◆ WHAT TO PRODUCE ◆
Copy out the data below verbatim.

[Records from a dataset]
-------
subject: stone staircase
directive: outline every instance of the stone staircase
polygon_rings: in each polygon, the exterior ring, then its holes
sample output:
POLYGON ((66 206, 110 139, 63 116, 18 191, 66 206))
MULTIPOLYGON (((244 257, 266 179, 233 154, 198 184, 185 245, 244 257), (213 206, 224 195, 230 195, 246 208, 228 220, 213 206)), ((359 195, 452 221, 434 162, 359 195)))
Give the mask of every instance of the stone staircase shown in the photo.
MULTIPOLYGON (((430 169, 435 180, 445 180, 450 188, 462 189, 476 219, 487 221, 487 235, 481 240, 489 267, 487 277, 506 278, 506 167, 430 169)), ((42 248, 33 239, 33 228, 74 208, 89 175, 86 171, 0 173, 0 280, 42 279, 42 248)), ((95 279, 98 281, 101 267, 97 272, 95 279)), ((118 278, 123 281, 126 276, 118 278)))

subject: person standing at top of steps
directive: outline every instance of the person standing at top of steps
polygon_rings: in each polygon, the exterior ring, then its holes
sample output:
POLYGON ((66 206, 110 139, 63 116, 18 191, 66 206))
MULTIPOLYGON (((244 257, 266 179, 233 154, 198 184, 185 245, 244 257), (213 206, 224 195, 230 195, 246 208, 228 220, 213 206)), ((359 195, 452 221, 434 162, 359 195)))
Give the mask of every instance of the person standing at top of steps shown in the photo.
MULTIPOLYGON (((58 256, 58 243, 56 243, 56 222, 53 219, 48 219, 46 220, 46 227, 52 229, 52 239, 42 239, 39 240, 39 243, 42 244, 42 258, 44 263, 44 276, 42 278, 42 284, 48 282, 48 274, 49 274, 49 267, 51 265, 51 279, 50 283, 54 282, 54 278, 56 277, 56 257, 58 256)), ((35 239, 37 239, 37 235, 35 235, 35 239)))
-------
◆ RESPONSE ◆
subject: stone staircase
directive: outline every instance of the stone staircase
polygon_rings: in each polygon, the exterior ring, then its holes
sample output:
POLYGON ((66 206, 110 139, 63 116, 18 191, 66 206))
MULTIPOLYGON (((244 257, 266 179, 233 154, 198 184, 185 245, 244 257), (213 206, 224 195, 230 195, 246 208, 228 220, 213 206)), ((359 195, 452 221, 434 162, 359 195)))
Give the mask of every instance of the stone staircase shown in the photo.
MULTIPOLYGON (((430 169, 435 180, 445 180, 450 188, 462 189, 476 219, 487 221, 487 235, 481 240, 489 267, 487 277, 506 278, 506 167, 430 169)), ((42 248, 33 239, 33 228, 74 208, 89 175, 86 171, 0 173, 0 280, 42 279, 42 248)), ((95 279, 98 281, 101 267, 97 272, 95 279)), ((118 278, 123 281, 126 276, 118 278)))

subject: person standing at top of steps
directive: outline every instance of the person standing at top of steps
polygon_rings: in each polygon, the exterior ring, then its holes
sample output:
POLYGON ((66 206, 110 139, 63 116, 18 191, 66 206))
MULTIPOLYGON (((244 257, 266 179, 233 154, 198 184, 185 245, 244 257), (213 206, 224 195, 230 195, 246 208, 228 220, 213 206)), ((359 195, 452 221, 434 162, 359 195)))
Give the mask of every instance of the person standing at top of steps shown in the photo.
MULTIPOLYGON (((58 256, 58 243, 56 243, 56 222, 53 219, 48 219, 46 220, 46 227, 52 229, 52 239, 42 239, 39 240, 39 243, 42 244, 42 258, 44 263, 44 276, 42 278, 42 284, 48 282, 48 274, 49 274, 49 267, 51 265, 51 279, 50 283, 54 282, 54 278, 56 277, 56 257, 58 256)), ((35 239, 37 239, 37 235, 35 235, 35 239)))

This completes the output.